## Page text
• • • • • • •
Sending me email
He who sows courtesy reaps friendship... (St. Basil)
Unfortunately, my email has grown to a point where I can no longer
respond to all messages. You can help me keep up by refraining from sending
me certain types of email. Other types I am glad to receive, but
may not get a response, or may get only a boilerplate response. In
particular:
- If you are a prospective graduate student interested in applying
to Cornell, please do not send me your application materials. You must
apply directly to your graduate field of interest, e.g., computational
biology, computer
science,
or genetics
and development.
- Please do
not send me email asking to do a summer internship in my lab.
I do not take summer interns.
- I welcome hearing from highly motivated graduate
students (current or prospective) who are
interested in the possibility of working with me. However, most
such students get the same
response: once you are admitted to a graduate program and arrive at
Cornell, please take one of my classes or see me about a lab rotation.
If things go well with the class or the rotation project, I will
be happy to discuss the possibility of joining my lab.
- There is an unfortunate trend among students weaned on email,
instant messages, and social networking to confuse their professors
with their buddies when communicating with them electronically (see
this article
in the NY Times). My approach to dealing with this problem is simply
to ignore requests that are inappropriate, demanding, or rude. I
almost never lose track of an email, so if you have not received a
response from me after several days, please rethink your
approach.
• • • • • • •
## Material shown
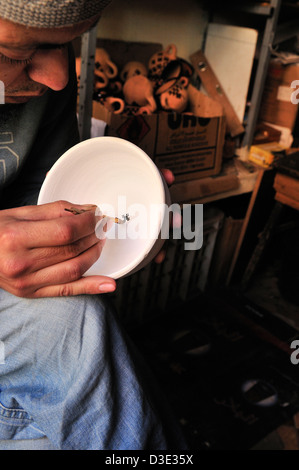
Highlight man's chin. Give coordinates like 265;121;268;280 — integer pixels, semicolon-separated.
5;89;47;104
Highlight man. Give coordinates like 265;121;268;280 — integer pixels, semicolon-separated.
0;0;184;450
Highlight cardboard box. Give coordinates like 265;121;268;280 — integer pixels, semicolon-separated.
248;142;285;168
259;59;299;130
94;85;225;182
106;95;224;182
89;41;225;182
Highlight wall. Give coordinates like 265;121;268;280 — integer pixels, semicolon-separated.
98;0;207;60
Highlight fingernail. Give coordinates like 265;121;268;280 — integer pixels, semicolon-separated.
99;282;116;293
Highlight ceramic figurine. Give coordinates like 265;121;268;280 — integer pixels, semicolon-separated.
120;60;148;82
95;47;118;80
148;44;177;78
160;77;189;113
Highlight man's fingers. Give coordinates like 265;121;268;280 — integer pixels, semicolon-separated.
16;207;99;248
28;233;105;272
28;276;116;298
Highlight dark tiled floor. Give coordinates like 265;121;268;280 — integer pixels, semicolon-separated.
133;274;299;450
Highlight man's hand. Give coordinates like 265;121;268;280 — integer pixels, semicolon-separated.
0;201;116;298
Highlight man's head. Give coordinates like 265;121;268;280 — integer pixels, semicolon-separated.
0;0;110;103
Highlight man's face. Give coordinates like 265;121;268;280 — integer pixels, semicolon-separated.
0;16;98;103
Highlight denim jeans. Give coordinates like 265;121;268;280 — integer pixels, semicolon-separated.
0;290;185;450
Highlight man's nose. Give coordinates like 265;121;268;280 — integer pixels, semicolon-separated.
27;47;69;91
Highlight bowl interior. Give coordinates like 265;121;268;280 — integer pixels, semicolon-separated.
38;137;165;279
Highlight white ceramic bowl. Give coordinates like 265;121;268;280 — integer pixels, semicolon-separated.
38;137;170;279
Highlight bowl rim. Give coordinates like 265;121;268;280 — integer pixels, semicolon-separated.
37;136;167;279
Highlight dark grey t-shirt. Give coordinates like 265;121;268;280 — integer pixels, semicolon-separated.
0;46;79;209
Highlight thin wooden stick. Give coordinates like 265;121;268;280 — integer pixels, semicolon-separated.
64;206;130;224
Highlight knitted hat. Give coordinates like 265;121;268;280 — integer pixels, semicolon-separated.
0;0;111;28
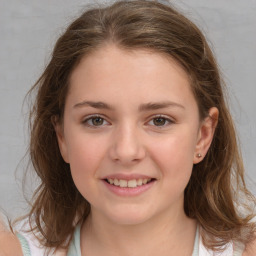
• • • • • • •
## Complete the following
- 1) According to the email policy, does the author take summer interns?
- 2) Quote the email policy word for word, starting at "- Please do" and ending at "joining my lab.".

## Answers by task
- 1) No, the author does not take summer interns.

- 2)
- Please do
not send me email asking to do a summer internship in my lab.
I do not take summer interns.
- I welcome hearing from highly motivated graduate
students (current or prospective) who are
interested in the possibility of working with me. However, most
such students get the same
response: once you are admitted to a graduate program and arrive at
Cornell, please take one of my classes or see me about a lab rotation.
If things go well with the class or the rotation project, I will
be happy to discuss the possibility of joining my lab.